--- BEGIN TASK DATA ---

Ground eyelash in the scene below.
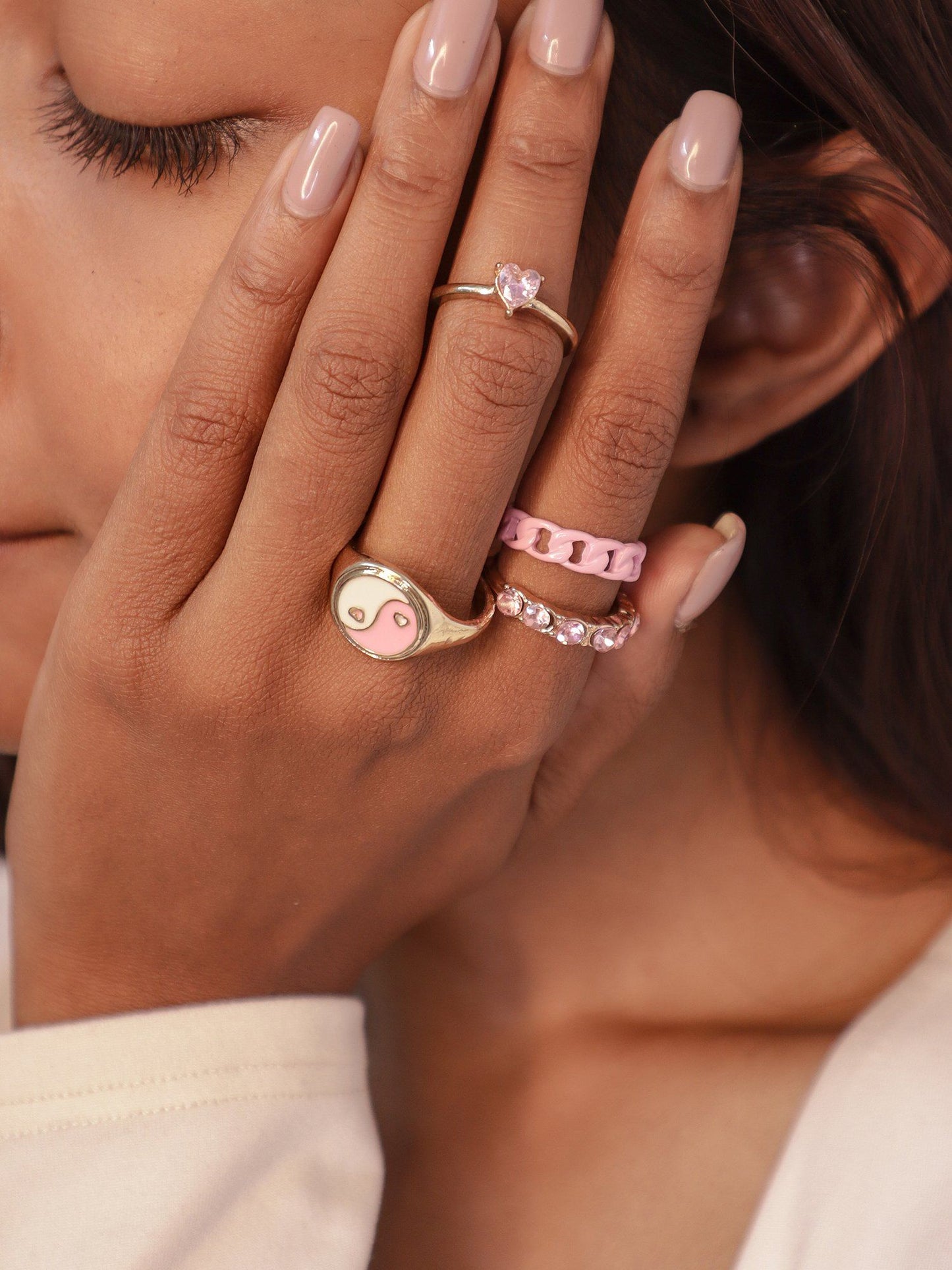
[42,84,252,194]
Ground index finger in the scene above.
[501,93,741,611]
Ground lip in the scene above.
[0,529,70,554]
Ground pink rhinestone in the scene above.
[496,264,542,308]
[592,626,618,652]
[556,618,585,644]
[496,587,526,618]
[522,604,552,631]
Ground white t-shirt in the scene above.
[0,878,952,1270]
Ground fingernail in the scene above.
[669,92,742,192]
[674,512,748,630]
[414,0,496,96]
[285,105,360,217]
[529,0,603,75]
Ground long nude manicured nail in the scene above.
[674,512,748,630]
[529,0,603,75]
[669,92,741,192]
[285,105,360,217]
[414,0,496,96]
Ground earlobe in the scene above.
[674,133,952,467]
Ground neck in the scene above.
[371,604,952,1048]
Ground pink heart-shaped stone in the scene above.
[496,264,542,308]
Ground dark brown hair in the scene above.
[0,0,952,847]
[596,0,952,847]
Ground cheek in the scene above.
[24,164,271,541]
[0,127,279,752]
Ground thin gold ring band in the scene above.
[432,264,579,357]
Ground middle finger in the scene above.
[360,0,613,614]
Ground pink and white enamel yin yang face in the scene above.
[334,573,422,660]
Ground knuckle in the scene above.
[53,591,164,715]
[578,388,681,503]
[444,314,561,426]
[363,130,456,215]
[499,117,592,185]
[160,381,250,476]
[297,326,411,444]
[230,240,312,322]
[642,237,721,296]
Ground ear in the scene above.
[674,132,952,467]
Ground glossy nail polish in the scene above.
[414,0,496,96]
[285,105,360,217]
[669,92,741,193]
[674,512,748,630]
[529,0,603,75]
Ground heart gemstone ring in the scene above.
[432,264,579,357]
[330,548,496,662]
[484,565,641,652]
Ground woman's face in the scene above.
[0,0,524,752]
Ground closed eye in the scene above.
[42,84,256,193]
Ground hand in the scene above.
[9,5,740,1022]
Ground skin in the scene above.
[0,0,952,1270]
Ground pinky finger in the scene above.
[533,512,746,832]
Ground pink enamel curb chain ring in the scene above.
[499,507,648,582]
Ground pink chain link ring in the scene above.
[499,507,648,582]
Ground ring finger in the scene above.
[501,93,741,635]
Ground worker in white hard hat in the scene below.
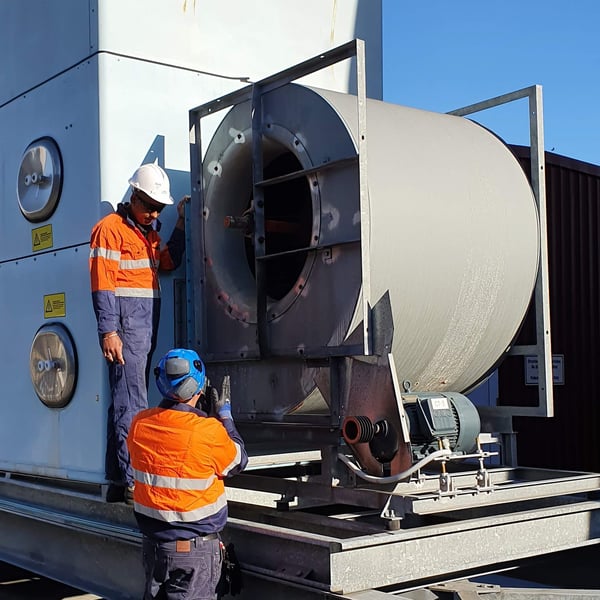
[90,163,189,504]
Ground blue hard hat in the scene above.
[154,348,206,402]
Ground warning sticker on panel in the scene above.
[31,225,54,252]
[44,294,67,319]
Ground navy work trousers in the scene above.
[105,298,160,486]
[142,536,222,600]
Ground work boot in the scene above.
[106,481,125,502]
[125,485,135,506]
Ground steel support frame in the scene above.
[448,85,554,417]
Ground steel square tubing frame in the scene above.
[448,85,554,417]
[186,39,372,356]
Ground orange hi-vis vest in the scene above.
[90,213,174,298]
[127,407,242,523]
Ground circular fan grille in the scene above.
[29,324,77,408]
[17,138,62,222]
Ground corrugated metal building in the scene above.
[499,146,600,471]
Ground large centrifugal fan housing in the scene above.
[196,84,540,420]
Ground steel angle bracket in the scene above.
[186,39,373,358]
[448,85,554,417]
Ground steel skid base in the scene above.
[0,453,600,600]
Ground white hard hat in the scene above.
[129,163,173,204]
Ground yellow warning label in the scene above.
[44,294,67,319]
[31,225,54,252]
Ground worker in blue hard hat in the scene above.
[127,348,248,600]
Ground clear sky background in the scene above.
[383,0,600,165]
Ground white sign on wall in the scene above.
[524,354,565,385]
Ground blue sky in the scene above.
[383,0,600,165]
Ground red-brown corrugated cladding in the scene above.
[499,146,600,471]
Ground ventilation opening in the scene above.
[246,152,313,300]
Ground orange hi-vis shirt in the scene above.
[127,405,247,529]
[90,213,175,298]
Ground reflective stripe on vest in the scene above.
[133,493,227,523]
[115,287,160,298]
[133,469,216,490]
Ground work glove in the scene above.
[196,383,219,416]
[213,375,233,420]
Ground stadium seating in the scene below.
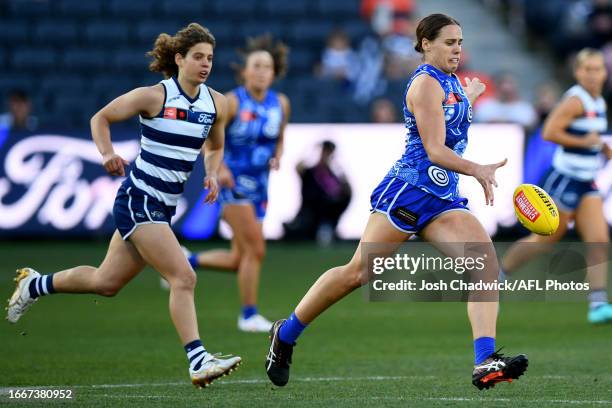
[0,0,368,127]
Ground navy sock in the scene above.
[185,339,206,371]
[28,274,55,299]
[187,254,200,270]
[242,305,257,319]
[278,312,308,344]
[474,337,495,364]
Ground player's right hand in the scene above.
[102,153,130,177]
[473,159,508,205]
[582,132,602,147]
[217,165,236,189]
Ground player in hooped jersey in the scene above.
[502,48,612,324]
[7,23,241,387]
[265,14,527,389]
[179,35,290,332]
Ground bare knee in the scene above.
[95,278,125,297]
[240,241,266,262]
[230,251,241,271]
[166,268,197,291]
[338,262,368,291]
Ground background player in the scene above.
[502,48,612,323]
[178,35,290,332]
[266,14,527,389]
[7,23,240,386]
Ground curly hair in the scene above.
[238,34,289,78]
[147,23,216,78]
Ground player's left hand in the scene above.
[204,176,219,204]
[268,157,280,170]
[464,77,487,100]
[601,142,612,160]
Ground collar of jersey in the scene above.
[172,77,202,103]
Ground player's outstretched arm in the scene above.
[464,77,487,105]
[90,85,164,176]
[202,89,228,203]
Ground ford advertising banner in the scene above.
[7,124,612,239]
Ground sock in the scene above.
[474,337,495,364]
[278,312,308,344]
[185,339,208,371]
[187,254,200,270]
[29,274,55,299]
[588,289,608,310]
[242,305,257,319]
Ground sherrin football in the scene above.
[514,184,559,235]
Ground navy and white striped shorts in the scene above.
[540,168,601,212]
[370,176,469,234]
[113,177,176,240]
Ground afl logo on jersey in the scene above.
[427,166,449,187]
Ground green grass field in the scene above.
[0,242,612,407]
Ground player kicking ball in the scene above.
[265,14,528,389]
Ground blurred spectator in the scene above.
[361,0,414,35]
[534,82,561,125]
[474,73,537,130]
[586,0,612,47]
[320,30,357,81]
[370,98,399,123]
[382,17,421,80]
[283,141,351,245]
[353,37,387,105]
[0,89,38,131]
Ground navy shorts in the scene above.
[370,177,469,234]
[113,178,176,240]
[540,168,601,212]
[217,188,268,221]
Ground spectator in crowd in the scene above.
[370,98,399,123]
[319,30,357,81]
[283,141,351,245]
[0,89,38,131]
[586,0,612,48]
[474,72,538,130]
[361,0,415,21]
[381,17,421,80]
[534,82,561,125]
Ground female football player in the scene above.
[502,48,612,323]
[180,35,290,332]
[266,14,527,389]
[8,23,241,387]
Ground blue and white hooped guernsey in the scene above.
[387,64,472,201]
[553,85,608,181]
[129,77,217,207]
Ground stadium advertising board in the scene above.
[0,124,612,239]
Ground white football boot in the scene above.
[238,314,272,333]
[189,353,242,388]
[6,268,40,323]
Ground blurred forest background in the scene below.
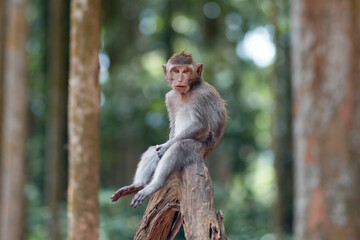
[0,0,360,240]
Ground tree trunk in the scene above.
[0,0,27,240]
[271,0,294,236]
[68,0,100,240]
[134,162,227,240]
[0,1,6,169]
[292,0,360,240]
[45,0,68,240]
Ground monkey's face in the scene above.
[163,64,202,94]
[168,65,196,94]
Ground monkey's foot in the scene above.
[155,144,169,159]
[130,191,148,208]
[111,185,144,202]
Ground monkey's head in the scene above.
[163,50,203,94]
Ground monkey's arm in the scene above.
[156,111,210,158]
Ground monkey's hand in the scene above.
[130,189,149,208]
[156,143,170,159]
[110,184,144,202]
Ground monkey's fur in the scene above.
[111,51,227,207]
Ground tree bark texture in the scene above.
[45,0,68,240]
[292,0,360,240]
[68,0,100,240]
[0,0,27,240]
[0,1,6,165]
[271,0,294,236]
[134,162,227,240]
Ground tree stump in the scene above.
[134,162,228,240]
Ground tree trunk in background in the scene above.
[45,0,68,240]
[0,1,6,172]
[68,0,100,237]
[0,0,27,240]
[292,0,360,240]
[271,0,294,239]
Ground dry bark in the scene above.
[292,0,360,240]
[134,162,227,240]
[68,0,100,240]
[0,0,27,240]
[45,0,68,240]
[0,1,6,165]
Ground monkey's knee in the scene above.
[134,146,159,185]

--- END TASK DATA ---

* _TASK PROMPT_
Present the items above as a numbered list, from the line containing "Ground worker in white" up to and including the line containing "[186,39,372,356]", without any blank lines. Leave the pictures out of the answer.

* _COMPLETE RESPONSE_
1. Ground worker in white hard hat in the scene below.
2. [90,163,189,504]
3. Ground blue hard hat in the scene above.
4. [154,348,206,402]
5. Ground warning sticker on panel in the scene above.
6. [31,225,54,252]
7. [44,294,67,319]
8. Ground navy work trousers in the scene above.
9. [105,298,160,486]
10. [142,536,222,600]
11. Ground work boot in the scene above.
12. [106,481,125,502]
13. [125,485,135,506]
14. Ground steel support frame in the scene above.
15. [448,85,554,417]
16. Ground steel square tubing frame in the scene above.
17. [448,85,554,417]
18. [186,39,372,356]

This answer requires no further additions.